Desafios:
1. Repita o trecho do texto sobre Habermas entre "No quadro do" e "2004, pp. 96-106).", incluindo ambos.
2. Dê continuidade ao texto sobre Habermas a partir da última frase apresentada.

Texto da página:
Sua teoria do agir comunicativo, sintetizada em obra publicada em 2 volumes em 1981 (Habermas, 2012a, 2012b), tem sido mobilizada em campos diversos. A partir dela, Habermas revisitou, em 3 importantes obras, os tradicionais 3 elementos da razão prática. Em Consciência moral e agir comunicativo, publicada na primeira metade da década de 1980, fala de ética e moral (Habermas, 2003); em A inclusão do outro, publicada na segunda metade da década de 1980, de política (Habermas, 2018); em Direito e democracia, publicada no início da década de 1990, de direito (Habermas, 2020). O projeto iniciado em 1968, com Técnica e ciência como “ideologia” (Habermas, 2014b), culmina na obra de 1981 e em outra de 1992, quando Habermas, desdobrando o próprio aparato conceitual - promovendo ajustes naturais, dada a passagem do tempo -, completa a análise dos elementos da razão prática, cujo bloqueio e o correspondente intento de desbloqueio estão no centro de seu projeto crítico, como diagnóstico e prognóstico.

No quadro do pensamento sociológico, Habermas é um teórico da racionalização, a compreender a sociedade moderna como produto da racionalização social. Martuccelli (2013) identifica 3 grandes matrizes emergidas entre o fim do século de XIX e o fim do século XX, a da diferenciação social, a da racionalização e a da condição moderna, e situa Habermas na da racionalização, que se inaugura a partir do pensamento de Weber e desdobra-se em autores como Horkheimer, Adorno, Marcuse. Habermas, nesse quadro, toma parte na matriz que se apoia na ideia de modernização como desencantamento - no pensamento weberiano, “processo histórico-religioso”, a implicar a “eliminação da magia como meio de salvação” (Weber, 2004, pp. 96-106).

Material fornecido:
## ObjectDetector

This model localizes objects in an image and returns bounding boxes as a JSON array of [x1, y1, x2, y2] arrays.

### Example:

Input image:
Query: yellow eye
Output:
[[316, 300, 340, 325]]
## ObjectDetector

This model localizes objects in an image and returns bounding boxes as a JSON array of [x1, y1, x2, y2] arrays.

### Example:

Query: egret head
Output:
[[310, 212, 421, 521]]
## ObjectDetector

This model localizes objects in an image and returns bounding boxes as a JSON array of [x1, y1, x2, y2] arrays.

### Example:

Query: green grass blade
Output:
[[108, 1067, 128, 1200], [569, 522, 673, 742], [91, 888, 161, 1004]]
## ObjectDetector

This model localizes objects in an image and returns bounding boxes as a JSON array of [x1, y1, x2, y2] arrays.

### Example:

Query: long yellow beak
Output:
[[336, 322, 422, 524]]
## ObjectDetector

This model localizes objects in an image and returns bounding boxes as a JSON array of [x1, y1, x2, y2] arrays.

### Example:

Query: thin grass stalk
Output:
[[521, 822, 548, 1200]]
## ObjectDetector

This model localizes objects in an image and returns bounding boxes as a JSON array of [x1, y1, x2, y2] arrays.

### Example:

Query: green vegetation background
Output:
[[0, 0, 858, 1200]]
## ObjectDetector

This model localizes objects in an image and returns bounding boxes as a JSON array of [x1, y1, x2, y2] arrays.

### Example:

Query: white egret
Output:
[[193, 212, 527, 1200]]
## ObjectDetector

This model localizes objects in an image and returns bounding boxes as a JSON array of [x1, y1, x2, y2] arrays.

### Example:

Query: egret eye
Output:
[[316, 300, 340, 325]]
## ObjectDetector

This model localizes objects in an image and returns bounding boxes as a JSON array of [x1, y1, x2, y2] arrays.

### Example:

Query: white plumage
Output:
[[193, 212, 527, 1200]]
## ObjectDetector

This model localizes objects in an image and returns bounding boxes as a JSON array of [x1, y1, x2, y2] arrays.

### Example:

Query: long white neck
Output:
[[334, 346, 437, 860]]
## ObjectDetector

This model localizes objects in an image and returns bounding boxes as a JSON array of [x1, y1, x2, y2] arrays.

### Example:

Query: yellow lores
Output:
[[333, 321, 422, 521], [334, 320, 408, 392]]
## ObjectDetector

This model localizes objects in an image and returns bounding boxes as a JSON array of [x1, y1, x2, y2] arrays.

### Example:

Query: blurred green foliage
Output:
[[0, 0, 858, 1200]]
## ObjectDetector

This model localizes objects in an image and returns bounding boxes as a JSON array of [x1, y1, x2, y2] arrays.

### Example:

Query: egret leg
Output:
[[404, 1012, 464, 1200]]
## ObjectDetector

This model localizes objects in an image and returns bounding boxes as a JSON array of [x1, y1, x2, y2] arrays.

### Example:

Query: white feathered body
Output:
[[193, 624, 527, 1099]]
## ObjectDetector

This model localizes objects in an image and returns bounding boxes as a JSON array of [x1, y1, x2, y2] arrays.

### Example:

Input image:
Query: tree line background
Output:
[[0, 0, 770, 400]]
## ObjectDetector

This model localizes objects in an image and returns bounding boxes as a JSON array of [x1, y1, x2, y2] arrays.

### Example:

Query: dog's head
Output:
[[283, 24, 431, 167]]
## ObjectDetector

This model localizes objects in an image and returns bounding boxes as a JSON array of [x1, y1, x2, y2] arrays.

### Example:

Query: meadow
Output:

Respostas em ordem:
1.
No quadro do pensamento sociológico, Habermas é um teórico da racionalização, a compreender a sociedade moderna como produto da racionalização social. Martuccelli (2013) identifica 3 grandes matrizes emergidas entre o fim do século de XIX e o fim do século XX, a da diferenciação social, a da racionalização e a da condição moderna, e situa Habermas na da racionalização, que se inaugura a partir do pensamento de Weber e desdobra-se em autores como Horkheimer, Adorno, Marcuse. Habermas, nesse quadro, toma parte na matriz que se apoia na ideia de modernização como desencantamento - no pensamento weberiano, “processo histórico-religioso”, a implicar a “eliminação da magia como meio de salvação” (Weber, 2004, pp. 96-106).

2.
Horkheimer, Adorno e Marcuse são teóricos que, assim como Habermas, se notabilizaram na tradição frankfurtiana, a qual teorizou criticamente sobre o capitalismo, à luz de uma leitura renovada do marxismo. A teoria crítica, expressão que designa o tipo de teoria operado pelos frankfurtianos, pretendia recuperar promessas não cumpridas da modernidade. Para Habermas, a modernidade é um projeto inacabado. A ideia encorpa com o clássico Teoria tradicional e teoria crítica, publicado em 1937 (Horkheimer, 2002). Nele, estabelece-se o corte metodológico que viria a orientar a atuação dos frankfurtianos. A teoria crítica nasce em oposição à tradicional, lastreada no positivismo. Recusando-se a segregar o descritivo do normativo, a teoria crítica busca, na fusão entre razão teórica e razão prática, a força emancipatória de que carece a teoria tradicional. Ainda hoje, preserva-se o estilo. Garcia et al. (2018), por exemplo, buscam reconstruir as esferas públicas como categoria empírico-descritiva e normativa da gestão social. A teoria crítica olha para o que é em vista do que poderia ser, buscando, na realidade concreta, identificar obstáculos e potenciais emancipatórios - uma emancipação que se dirige, em especial, à igualdade e à liberdade.

Manter o equilíbrio entre o descritivo e o normativo é uma das chaves para demarcar a teoria tradicional. Se não otimismo, o texto de 1937 reverberava certa esperança. A emancipação era efetivamente uma aposta. No entanto, ocorrências perturbadoras, como a eclosão da Segunda Guerra, abalaram a esperança. Em 1947, Dialética do esclarecimento (Adorno & Horkheimer, 1985) já denotava que o pêndulo havia mudado de posição. Dois dos principais frankfurtianos da primeira geração desconfiavam da própria razão, que bloqueara as possibilidades de emancipação. O texto atestava o óbito da racionalidade que movimentara o projeto moderno. Ao contrário de fomentar a emancipação, a razão a obstava. Uma década depois de sistematizada, a teoria se tornara um celeiro de pessimismo.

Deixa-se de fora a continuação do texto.